- [What the task asks]: With no images included, output each entry below exactly as it appears.

- [Source information]:
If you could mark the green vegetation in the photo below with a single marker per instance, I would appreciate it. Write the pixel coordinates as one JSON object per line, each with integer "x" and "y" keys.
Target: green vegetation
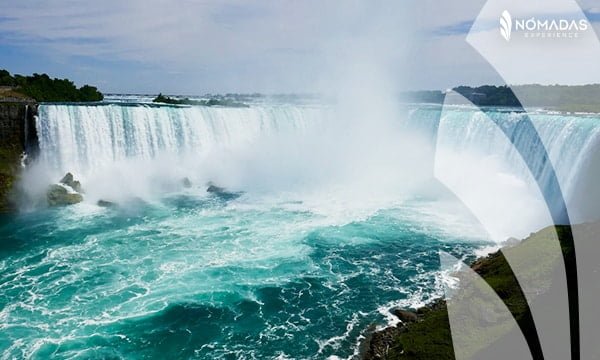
{"x": 218, "y": 101}
{"x": 579, "y": 98}
{"x": 45, "y": 89}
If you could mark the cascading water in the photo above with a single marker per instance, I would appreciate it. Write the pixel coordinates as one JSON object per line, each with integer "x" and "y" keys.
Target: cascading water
{"x": 78, "y": 138}
{"x": 344, "y": 225}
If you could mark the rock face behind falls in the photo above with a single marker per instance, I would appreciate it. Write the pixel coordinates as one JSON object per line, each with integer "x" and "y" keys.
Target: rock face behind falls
{"x": 18, "y": 136}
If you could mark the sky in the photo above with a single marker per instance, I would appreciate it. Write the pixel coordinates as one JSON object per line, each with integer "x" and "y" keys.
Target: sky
{"x": 200, "y": 46}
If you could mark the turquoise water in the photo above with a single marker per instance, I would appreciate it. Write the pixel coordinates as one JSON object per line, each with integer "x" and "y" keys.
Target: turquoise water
{"x": 333, "y": 220}
{"x": 199, "y": 276}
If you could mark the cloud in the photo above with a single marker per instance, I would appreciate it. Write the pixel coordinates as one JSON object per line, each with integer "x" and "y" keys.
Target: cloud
{"x": 195, "y": 46}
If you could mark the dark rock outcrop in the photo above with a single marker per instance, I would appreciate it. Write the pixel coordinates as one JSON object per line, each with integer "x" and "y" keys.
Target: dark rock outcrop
{"x": 59, "y": 195}
{"x": 66, "y": 192}
{"x": 405, "y": 316}
{"x": 212, "y": 188}
{"x": 106, "y": 204}
{"x": 70, "y": 181}
{"x": 17, "y": 137}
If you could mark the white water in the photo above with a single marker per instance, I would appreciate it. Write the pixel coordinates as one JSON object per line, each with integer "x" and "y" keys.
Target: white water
{"x": 337, "y": 161}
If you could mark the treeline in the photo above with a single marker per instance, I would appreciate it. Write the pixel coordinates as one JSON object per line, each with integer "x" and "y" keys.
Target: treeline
{"x": 562, "y": 97}
{"x": 215, "y": 101}
{"x": 45, "y": 89}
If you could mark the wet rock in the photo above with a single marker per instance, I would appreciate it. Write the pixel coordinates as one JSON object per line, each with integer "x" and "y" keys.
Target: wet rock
{"x": 59, "y": 195}
{"x": 405, "y": 316}
{"x": 70, "y": 181}
{"x": 107, "y": 204}
{"x": 212, "y": 188}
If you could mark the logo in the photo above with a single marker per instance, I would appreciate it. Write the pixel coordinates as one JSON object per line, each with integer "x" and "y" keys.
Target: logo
{"x": 546, "y": 28}
{"x": 506, "y": 25}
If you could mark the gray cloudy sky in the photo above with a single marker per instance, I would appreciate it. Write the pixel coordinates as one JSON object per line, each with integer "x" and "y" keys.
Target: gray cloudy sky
{"x": 192, "y": 47}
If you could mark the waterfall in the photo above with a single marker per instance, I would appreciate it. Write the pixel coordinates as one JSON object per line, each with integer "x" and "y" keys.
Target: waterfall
{"x": 83, "y": 139}
{"x": 571, "y": 142}
{"x": 78, "y": 138}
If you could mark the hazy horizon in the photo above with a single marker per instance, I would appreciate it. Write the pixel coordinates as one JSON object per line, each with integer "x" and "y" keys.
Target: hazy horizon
{"x": 246, "y": 47}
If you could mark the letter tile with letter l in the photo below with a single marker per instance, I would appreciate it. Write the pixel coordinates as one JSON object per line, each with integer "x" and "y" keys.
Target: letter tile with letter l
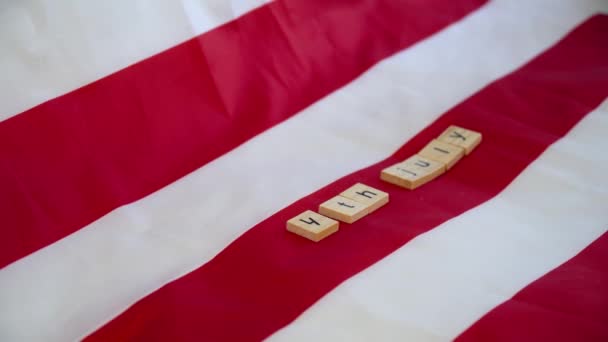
{"x": 445, "y": 153}
{"x": 343, "y": 209}
{"x": 362, "y": 193}
{"x": 462, "y": 137}
{"x": 413, "y": 172}
{"x": 312, "y": 226}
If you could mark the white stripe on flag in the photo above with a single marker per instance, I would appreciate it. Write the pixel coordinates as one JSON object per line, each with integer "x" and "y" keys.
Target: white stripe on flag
{"x": 443, "y": 281}
{"x": 70, "y": 288}
{"x": 53, "y": 47}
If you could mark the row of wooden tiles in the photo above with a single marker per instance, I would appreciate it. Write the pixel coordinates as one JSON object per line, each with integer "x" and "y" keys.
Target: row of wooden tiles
{"x": 434, "y": 159}
{"x": 349, "y": 206}
{"x": 360, "y": 200}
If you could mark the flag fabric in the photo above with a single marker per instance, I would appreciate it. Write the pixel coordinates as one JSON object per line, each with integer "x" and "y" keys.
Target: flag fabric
{"x": 151, "y": 153}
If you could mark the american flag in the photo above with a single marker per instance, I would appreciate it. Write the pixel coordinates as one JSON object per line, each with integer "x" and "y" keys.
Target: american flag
{"x": 152, "y": 151}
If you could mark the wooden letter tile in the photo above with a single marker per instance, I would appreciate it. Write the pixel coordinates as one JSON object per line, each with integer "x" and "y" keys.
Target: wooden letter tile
{"x": 343, "y": 209}
{"x": 442, "y": 152}
{"x": 413, "y": 172}
{"x": 362, "y": 193}
{"x": 312, "y": 226}
{"x": 462, "y": 137}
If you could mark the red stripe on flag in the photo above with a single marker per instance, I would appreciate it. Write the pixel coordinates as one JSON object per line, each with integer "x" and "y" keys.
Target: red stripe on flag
{"x": 268, "y": 276}
{"x": 568, "y": 304}
{"x": 71, "y": 160}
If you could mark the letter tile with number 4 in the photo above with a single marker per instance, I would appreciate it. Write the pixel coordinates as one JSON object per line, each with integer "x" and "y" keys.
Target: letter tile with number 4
{"x": 343, "y": 209}
{"x": 462, "y": 137}
{"x": 362, "y": 193}
{"x": 413, "y": 172}
{"x": 445, "y": 153}
{"x": 312, "y": 226}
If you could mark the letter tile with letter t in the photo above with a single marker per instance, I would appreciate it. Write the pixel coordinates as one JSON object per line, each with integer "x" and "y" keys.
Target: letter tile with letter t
{"x": 462, "y": 137}
{"x": 413, "y": 172}
{"x": 362, "y": 193}
{"x": 440, "y": 151}
{"x": 312, "y": 226}
{"x": 343, "y": 209}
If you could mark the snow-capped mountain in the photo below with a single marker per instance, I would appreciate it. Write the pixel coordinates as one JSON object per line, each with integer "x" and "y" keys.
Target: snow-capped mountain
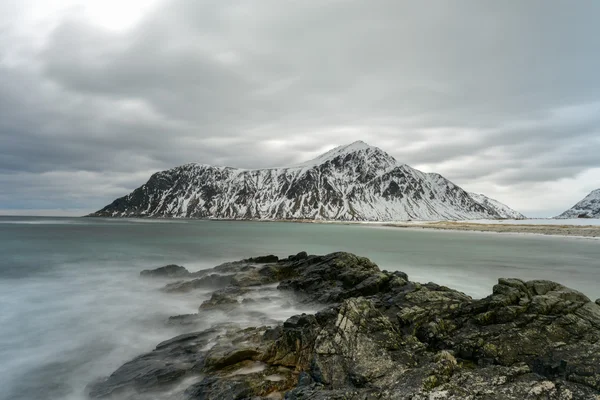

- [Response]:
If you could mark the green vegetation in the photo below with a single marker per instance, I would appreciate it. Write the pixel coordinates as one JSON object per line, each with integer "x" and "y" keys.
Target: green vegetation
{"x": 218, "y": 101}
{"x": 579, "y": 98}
{"x": 45, "y": 89}
If you could mark the cascading water in the photo above with a single marker per instance, I would appreciate it. Write the pixel coordinates as one JSON object per line, each with integer "x" and "y" keys.
Target: cascading water
{"x": 78, "y": 138}
{"x": 344, "y": 225}
If you could mark the rock face behind falls in the photo above with a single marker per instance, I would appreciate it. Write the pixel coordinates as one JSON object per line, each with integer "x" and "y" keys.
Target: rock face behind falls
{"x": 18, "y": 136}
If you could mark the sky in the photo above with a single marker per instance, I would appreciate it. Write the pixel coordinates as one JSON object per line, each with integer "x" and "y" keys.
Target: sky
{"x": 200, "y": 46}
If you could mark the turquoise water in the photo above with a single marker per instance, I would appreciate it. Write the pixel coordinates as one JSON object per line, each with integer "x" and "y" keys.
Target: turquoise water
{"x": 333, "y": 220}
{"x": 199, "y": 276}
If you could mark the cloud in the photo above with a single marker per instance, I would appreciate it. Write the pixel coordinates as one JSON object per line, each with integer "x" and "y" keys.
Target: cloud
{"x": 195, "y": 46}
If you could mark the dark rock outcrop in the photo above with a single marker per instance, I would appreciate it. Write the pixel coordinates as one JSON object per line, each with integer "x" and "y" keys.
Target: dark rock outcrop
{"x": 59, "y": 195}
{"x": 66, "y": 192}
{"x": 405, "y": 316}
{"x": 212, "y": 188}
{"x": 106, "y": 204}
{"x": 70, "y": 181}
{"x": 17, "y": 137}
If you could mark the white water in the photo above with a single marker per instance, I would appreciate it. Write the pixel coordinates as one JSON object per line, each with integer "x" and "y" keys.
Target: white water
{"x": 337, "y": 161}
If you could mark the treeline in the photo above with a single marker per instance, I would appreciate it. Write the pixel coordinates as one JSON object per line, each with integer "x" and "y" keys.
Target: treeline
{"x": 562, "y": 97}
{"x": 215, "y": 101}
{"x": 45, "y": 89}
If you could mark the wet rock in the photo above with a single marker per instance, I would appreciate it. Write the pixel coordinates as one JSON object per line, each with integer "x" and "y" keys.
Target: wet rock
{"x": 59, "y": 195}
{"x": 405, "y": 316}
{"x": 70, "y": 181}
{"x": 107, "y": 204}
{"x": 212, "y": 188}
If you could mark the logo in the photo above with a single marker per instance, I would appreciate it. Write the pixel coordinates as one JSON object per line, each with integer "x" and "y" keys.
Target: logo
{"x": 546, "y": 28}
{"x": 506, "y": 25}
If you could mark the gray cloudy sky in the photo above with a single marker per instance, I would appreciate it. Write the pixel coordinates as one JSON object per line, each with integer "x" and "y" keys.
Target: gray cloudy sky
{"x": 192, "y": 47}
If you could mark the waterfall in the photo above with a single marker per instance, I would appreciate it. Write the pixel coordinates as one JSON object per line, each with integer "x" and "y" keys.
Target: waterfall
{"x": 83, "y": 139}
{"x": 571, "y": 142}
{"x": 78, "y": 138}
If you could mark the hazy horizon in the photo above with a single marker per instance, I would appreciate it. Write the pixel coordinates as one JSON object per line, each with integer "x" and "y" keys.
Target: hazy horizon
{"x": 246, "y": 47}
If you could mark the letter tile with letter l in the photo below with a single marker per instance, I would appreciate it. Write the pixel coordinates as one JSON object per line, each with integer "x" and "y" keys.
Target: letter tile with letter l
{"x": 445, "y": 153}
{"x": 343, "y": 209}
{"x": 362, "y": 193}
{"x": 462, "y": 137}
{"x": 413, "y": 172}
{"x": 312, "y": 226}
If you could mark the white stripe on flag in the photo above with a single marker per instance, I would appreciate it. Write the pixel coordinates as one JSON object per line, each with integer "x" and "y" keys.
Target: white stripe on flag
{"x": 443, "y": 281}
{"x": 70, "y": 288}
{"x": 53, "y": 47}
If you could mark the row of wooden tiles in the photo above with a single marker per instance, I would appreciate it. Write the pixel coordinates as one JSON object per line, each with integer "x" and "y" keys.
Target: row of wooden tiles
{"x": 434, "y": 159}
{"x": 349, "y": 206}
{"x": 360, "y": 200}
If you could mark the flag fabric in the photo above with a single marker per instance, I would appreciate it. Write the pixel coordinates as one JSON object per line, each with integer "x" and "y" keys.
Target: flag fabric
{"x": 151, "y": 153}
If you could mark the american flag in the photo above with a single marker per instance, I would appreciate it. Write the pixel coordinates as one JSON object per line, each with integer "x" and "y" keys.
Target: american flag
{"x": 152, "y": 151}
If you could mark the wooden letter tile in the photo above with a single marker per instance, I would appreciate it. Write the pixel coordinates as one JSON object per line, each with integer "x" and "y" keys.
Target: wooden letter tile
{"x": 343, "y": 209}
{"x": 442, "y": 152}
{"x": 413, "y": 172}
{"x": 362, "y": 193}
{"x": 312, "y": 226}
{"x": 462, "y": 137}
If you could mark the red stripe on flag in the photo above with a single marker per instance, I would appreciate it. Write the pixel coordinates as one JSON object per line, each with integer "x" and "y" keys.
Target: red stripe on flag
{"x": 268, "y": 276}
{"x": 568, "y": 304}
{"x": 71, "y": 160}
If you could mark the letter tile with number 4 in the photo above with a single marker per instance, I would appreciate it. Write the pixel coordinates as one JSON object per line, each with integer "x" and "y" keys.
Target: letter tile with number 4
{"x": 343, "y": 209}
{"x": 462, "y": 137}
{"x": 362, "y": 193}
{"x": 413, "y": 172}
{"x": 445, "y": 153}
{"x": 312, "y": 226}
If you could mark the letter tile with letter t in the photo above with a single marker per instance, I would appreciate it. Write the pixel coordinates as one JSON object per line, each with integer "x" and "y" keys.
Target: letter tile with letter t
{"x": 462, "y": 137}
{"x": 413, "y": 172}
{"x": 362, "y": 193}
{"x": 440, "y": 151}
{"x": 312, "y": 226}
{"x": 343, "y": 209}
If you could mark the snow-capped mountain in the photo below with a single marker per instance, I would appreciate it. Write the pixel coordinates as one JSON object per line, each with integer "x" and "y" keys.
Target: snow-capped mountain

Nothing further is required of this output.